Supplied data —
..............................

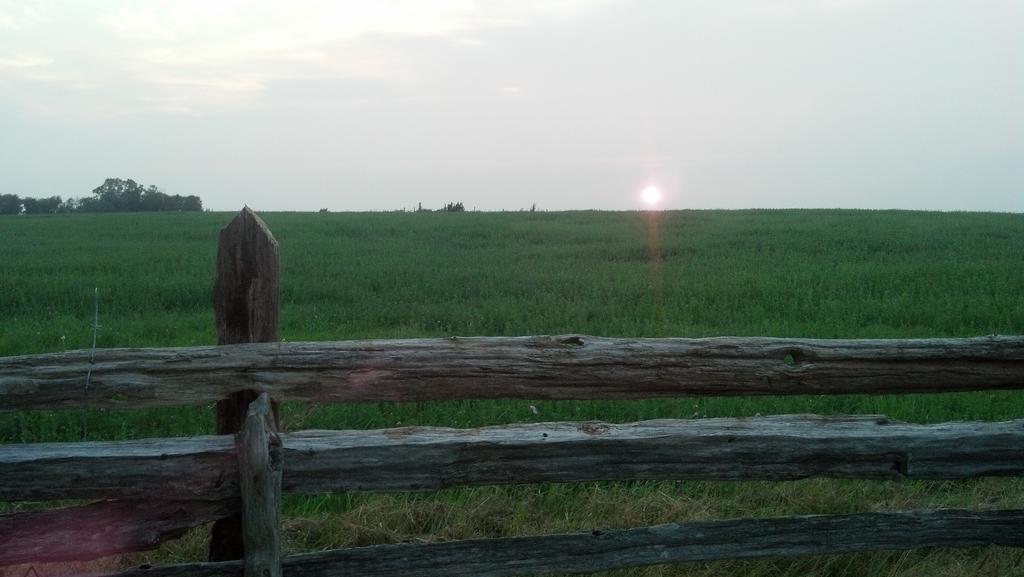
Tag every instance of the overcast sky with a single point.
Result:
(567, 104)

..............................

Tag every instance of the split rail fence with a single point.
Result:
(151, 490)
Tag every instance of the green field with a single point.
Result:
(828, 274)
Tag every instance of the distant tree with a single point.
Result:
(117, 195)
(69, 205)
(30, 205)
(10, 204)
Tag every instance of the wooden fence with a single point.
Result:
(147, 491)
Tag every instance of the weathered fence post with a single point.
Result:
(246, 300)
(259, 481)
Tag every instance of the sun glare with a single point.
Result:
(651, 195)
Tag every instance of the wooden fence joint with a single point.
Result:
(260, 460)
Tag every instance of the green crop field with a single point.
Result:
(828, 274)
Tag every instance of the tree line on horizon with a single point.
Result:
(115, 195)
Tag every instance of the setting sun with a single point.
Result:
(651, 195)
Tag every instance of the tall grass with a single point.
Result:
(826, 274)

..............................

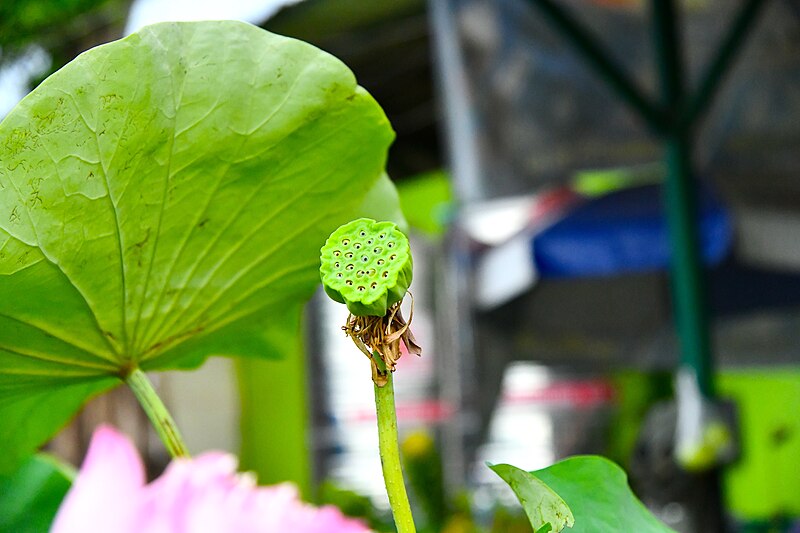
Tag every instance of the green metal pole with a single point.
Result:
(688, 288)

..............................

Required work —
Look over the records above, and wherever a line contains the string "tree", copy that line.

Answer —
Tag every instance of the distant tree with a single point.
Tag every instance of the tree line on horizon with a single point.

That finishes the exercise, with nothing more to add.